What you are asked to do
Edit the entries from the first line through the line containing "M170 111L170 118L183", replacing "its own outline" with "a separate outline" and leaving everything else as it is. Return only those lines.

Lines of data
........

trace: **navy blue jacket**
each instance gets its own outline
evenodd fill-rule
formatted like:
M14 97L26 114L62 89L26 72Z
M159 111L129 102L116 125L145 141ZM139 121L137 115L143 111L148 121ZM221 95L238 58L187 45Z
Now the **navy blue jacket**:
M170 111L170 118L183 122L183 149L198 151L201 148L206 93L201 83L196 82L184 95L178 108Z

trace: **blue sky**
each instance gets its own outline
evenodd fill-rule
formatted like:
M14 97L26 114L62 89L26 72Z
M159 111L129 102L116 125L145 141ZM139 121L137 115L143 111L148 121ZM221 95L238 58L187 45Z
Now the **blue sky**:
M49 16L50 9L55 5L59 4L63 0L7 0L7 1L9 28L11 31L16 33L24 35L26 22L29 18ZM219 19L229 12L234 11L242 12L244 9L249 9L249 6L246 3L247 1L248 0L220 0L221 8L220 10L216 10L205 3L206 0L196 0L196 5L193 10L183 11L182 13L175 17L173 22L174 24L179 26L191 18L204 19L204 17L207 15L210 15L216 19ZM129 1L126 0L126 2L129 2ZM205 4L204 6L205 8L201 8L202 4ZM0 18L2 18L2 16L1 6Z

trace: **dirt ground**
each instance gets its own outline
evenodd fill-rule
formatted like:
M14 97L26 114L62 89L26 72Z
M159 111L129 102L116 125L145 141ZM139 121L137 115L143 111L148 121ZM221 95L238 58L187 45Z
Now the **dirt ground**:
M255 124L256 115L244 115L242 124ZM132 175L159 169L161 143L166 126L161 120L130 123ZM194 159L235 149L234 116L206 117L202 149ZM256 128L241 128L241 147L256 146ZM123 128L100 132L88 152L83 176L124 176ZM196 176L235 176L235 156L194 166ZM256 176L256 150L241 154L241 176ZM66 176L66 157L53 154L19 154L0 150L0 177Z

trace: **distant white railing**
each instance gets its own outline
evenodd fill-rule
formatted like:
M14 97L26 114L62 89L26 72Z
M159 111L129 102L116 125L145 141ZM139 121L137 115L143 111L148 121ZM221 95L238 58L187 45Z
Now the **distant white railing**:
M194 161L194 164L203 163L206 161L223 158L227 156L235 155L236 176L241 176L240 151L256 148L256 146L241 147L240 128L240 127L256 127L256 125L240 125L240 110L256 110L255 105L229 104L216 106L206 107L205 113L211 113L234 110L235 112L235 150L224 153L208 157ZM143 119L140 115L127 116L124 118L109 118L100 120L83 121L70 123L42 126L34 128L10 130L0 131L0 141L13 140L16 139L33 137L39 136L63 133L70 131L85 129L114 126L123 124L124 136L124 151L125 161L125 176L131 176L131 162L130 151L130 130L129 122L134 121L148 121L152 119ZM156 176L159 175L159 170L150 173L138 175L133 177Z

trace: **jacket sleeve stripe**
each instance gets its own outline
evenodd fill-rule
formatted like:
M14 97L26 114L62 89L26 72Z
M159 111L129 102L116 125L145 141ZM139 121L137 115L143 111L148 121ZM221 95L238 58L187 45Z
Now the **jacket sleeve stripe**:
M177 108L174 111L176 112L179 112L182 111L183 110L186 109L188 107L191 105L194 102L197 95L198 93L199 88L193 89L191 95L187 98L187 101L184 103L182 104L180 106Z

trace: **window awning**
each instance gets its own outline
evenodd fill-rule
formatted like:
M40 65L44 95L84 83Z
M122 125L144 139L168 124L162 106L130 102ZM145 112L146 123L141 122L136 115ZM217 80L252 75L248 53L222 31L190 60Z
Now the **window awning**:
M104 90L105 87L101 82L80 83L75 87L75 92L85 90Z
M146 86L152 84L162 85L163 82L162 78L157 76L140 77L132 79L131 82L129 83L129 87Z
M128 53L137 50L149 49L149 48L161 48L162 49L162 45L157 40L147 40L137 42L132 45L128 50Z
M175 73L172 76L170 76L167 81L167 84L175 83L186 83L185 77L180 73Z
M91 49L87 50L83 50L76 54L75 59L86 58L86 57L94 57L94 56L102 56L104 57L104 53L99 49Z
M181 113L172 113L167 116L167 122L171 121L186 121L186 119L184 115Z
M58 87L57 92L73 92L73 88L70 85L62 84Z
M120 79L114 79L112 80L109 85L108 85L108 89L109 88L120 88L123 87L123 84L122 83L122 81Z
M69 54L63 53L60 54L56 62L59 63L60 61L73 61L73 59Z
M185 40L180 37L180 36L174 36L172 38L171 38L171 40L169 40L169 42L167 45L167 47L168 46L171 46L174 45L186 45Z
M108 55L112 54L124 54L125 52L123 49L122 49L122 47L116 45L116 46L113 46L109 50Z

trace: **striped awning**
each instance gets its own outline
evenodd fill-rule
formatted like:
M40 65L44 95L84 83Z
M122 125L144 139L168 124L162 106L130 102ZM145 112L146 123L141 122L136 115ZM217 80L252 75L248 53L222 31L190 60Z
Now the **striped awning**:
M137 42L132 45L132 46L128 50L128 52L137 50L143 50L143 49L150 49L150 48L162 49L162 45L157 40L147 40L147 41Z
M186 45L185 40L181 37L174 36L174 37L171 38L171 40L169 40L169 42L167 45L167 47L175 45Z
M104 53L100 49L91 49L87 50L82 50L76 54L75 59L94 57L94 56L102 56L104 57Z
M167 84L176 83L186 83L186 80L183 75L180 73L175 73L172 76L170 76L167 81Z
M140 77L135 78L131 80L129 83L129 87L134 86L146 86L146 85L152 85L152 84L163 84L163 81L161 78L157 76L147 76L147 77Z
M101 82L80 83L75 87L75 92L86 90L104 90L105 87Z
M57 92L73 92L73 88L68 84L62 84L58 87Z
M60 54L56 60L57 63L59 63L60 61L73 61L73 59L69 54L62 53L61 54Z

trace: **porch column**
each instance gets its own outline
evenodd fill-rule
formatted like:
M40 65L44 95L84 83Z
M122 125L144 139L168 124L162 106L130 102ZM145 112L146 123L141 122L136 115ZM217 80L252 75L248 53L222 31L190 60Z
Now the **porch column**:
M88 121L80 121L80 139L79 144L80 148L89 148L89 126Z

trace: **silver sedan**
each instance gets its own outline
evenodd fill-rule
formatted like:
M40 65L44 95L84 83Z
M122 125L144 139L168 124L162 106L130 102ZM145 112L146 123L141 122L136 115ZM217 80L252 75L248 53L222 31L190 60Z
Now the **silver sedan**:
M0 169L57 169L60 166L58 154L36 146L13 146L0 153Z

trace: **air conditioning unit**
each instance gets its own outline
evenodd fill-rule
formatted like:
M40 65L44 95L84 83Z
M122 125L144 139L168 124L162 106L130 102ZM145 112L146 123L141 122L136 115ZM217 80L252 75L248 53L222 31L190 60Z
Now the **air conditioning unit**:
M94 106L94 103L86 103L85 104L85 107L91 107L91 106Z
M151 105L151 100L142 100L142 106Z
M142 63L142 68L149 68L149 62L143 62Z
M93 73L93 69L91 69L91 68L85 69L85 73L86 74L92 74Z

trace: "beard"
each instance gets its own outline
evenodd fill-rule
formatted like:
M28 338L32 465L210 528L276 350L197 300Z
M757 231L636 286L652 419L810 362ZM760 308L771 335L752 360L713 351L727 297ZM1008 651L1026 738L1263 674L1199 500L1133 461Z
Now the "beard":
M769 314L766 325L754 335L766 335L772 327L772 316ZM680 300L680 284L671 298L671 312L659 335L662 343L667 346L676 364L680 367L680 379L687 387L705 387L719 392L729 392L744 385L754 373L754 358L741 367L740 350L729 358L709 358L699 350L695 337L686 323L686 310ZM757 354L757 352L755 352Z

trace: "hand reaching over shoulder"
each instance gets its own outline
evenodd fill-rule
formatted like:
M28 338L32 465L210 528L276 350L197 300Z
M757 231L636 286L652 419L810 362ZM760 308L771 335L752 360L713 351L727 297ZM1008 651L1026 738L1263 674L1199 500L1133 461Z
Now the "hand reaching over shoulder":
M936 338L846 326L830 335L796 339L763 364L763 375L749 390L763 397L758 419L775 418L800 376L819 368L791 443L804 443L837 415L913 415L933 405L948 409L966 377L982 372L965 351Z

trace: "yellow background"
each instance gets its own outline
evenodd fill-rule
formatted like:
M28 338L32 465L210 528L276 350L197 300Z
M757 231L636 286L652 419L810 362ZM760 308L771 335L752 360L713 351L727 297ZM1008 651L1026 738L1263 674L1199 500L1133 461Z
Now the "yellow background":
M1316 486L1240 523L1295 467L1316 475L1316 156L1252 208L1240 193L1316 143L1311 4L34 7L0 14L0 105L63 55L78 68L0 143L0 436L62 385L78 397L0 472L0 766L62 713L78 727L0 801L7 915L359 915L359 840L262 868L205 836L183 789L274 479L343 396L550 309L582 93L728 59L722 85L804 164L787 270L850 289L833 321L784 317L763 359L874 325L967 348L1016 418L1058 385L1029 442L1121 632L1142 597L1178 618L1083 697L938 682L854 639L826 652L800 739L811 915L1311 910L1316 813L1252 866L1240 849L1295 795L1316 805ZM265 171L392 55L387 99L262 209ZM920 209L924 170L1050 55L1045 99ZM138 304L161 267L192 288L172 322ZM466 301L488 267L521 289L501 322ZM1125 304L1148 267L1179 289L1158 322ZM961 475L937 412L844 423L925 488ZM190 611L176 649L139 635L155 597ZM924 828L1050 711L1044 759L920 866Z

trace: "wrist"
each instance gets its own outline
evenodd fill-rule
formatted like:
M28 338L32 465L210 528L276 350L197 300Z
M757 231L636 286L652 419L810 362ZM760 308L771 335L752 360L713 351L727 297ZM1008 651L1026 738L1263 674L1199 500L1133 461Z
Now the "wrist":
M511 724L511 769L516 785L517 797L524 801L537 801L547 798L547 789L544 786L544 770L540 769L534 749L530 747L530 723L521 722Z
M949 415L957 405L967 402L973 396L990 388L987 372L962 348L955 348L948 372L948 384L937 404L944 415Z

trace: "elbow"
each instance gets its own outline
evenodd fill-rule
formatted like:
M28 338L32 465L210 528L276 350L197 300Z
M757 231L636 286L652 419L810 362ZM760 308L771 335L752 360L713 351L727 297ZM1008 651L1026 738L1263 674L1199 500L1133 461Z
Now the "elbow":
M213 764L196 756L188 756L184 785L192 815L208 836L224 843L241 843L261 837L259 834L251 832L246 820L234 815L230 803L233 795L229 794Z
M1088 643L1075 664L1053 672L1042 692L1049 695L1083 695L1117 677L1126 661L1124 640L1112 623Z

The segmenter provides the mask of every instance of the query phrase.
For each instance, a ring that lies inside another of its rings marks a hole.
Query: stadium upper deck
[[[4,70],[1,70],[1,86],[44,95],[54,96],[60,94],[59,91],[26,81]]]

........

Output of the exercise
trace: **navy blue jacket**
each instance gets a separate outline
evenodd fill-rule
formatted like:
M14 97L26 114L62 89L26 72Z
M159 111L129 102L116 125L145 141ZM139 121L137 115L143 111L148 121ZM221 95L238 58L187 45Z
Now the **navy blue jacket**:
M170 111L170 118L183 122L183 149L198 151L201 148L206 93L201 83L196 82L184 95L178 108Z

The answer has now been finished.